(Set exercise)
Convert the portion of the entries below that begins with the line containing "Target: rustic wooden background" and continues through the end of the entries into a numbered list, omitting blank lines and including nothing outside that portion.
- - - - -
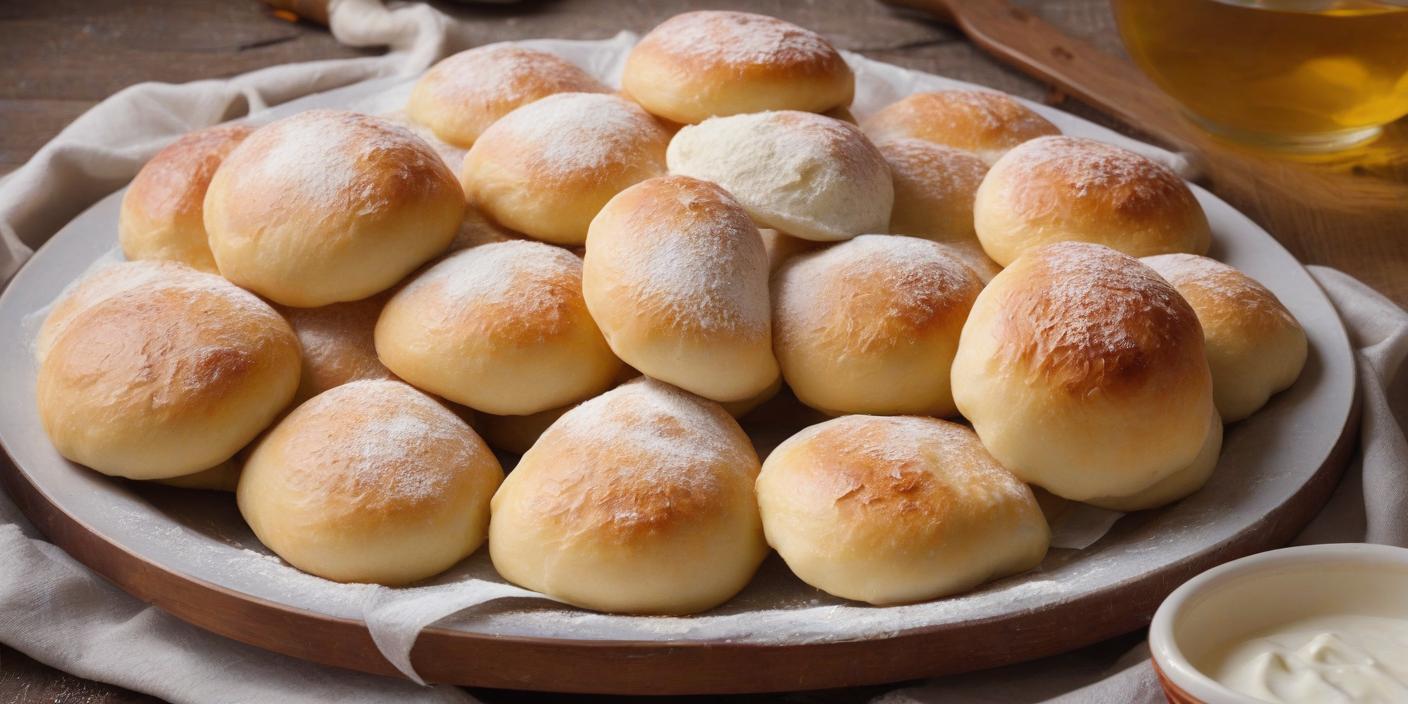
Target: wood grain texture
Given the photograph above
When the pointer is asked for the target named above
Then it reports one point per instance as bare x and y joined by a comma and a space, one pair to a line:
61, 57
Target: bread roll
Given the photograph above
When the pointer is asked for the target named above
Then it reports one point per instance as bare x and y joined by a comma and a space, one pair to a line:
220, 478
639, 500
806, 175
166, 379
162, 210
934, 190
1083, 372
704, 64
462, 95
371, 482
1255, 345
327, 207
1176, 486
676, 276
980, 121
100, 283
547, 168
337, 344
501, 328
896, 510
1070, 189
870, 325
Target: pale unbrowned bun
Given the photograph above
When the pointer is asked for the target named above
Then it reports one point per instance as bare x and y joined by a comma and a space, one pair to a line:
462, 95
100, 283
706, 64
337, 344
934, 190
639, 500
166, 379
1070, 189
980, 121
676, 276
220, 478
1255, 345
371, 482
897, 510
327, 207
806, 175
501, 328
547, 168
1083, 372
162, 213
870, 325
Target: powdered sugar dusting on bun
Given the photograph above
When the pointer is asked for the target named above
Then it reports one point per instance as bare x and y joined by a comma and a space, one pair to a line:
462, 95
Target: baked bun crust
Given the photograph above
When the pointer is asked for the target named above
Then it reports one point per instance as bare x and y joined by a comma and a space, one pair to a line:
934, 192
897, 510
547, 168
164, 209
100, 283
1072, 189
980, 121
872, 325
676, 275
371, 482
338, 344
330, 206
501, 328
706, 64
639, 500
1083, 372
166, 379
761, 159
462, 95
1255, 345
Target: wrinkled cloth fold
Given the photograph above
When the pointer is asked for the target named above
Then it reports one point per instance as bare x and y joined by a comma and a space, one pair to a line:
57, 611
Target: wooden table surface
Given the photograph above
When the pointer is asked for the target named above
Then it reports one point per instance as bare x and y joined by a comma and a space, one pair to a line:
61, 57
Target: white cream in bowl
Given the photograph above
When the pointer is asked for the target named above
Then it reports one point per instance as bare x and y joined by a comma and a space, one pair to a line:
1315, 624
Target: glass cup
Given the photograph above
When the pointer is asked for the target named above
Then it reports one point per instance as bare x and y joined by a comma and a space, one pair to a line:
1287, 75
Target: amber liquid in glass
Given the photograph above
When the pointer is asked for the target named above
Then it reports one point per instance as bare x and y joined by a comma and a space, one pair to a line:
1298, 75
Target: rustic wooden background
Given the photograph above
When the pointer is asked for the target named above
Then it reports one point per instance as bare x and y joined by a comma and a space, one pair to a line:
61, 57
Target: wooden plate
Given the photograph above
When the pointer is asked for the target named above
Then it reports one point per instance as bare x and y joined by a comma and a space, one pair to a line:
- - - - -
(Response to the task)
1. Target: rustic wooden background
2. Given the photograph above
3. When the pointer is asked for the target named above
4. Then it reports one point per instance as bare x and y joined by a comma and a space, one pair to a line:
5. 61, 57
6. Target: wooden plate
7. Given the photograph above
8. When the pointer is asked for the target named above
9. Then it reports one point per instance as bare x and y joined by a comma and a space, one pair to a line:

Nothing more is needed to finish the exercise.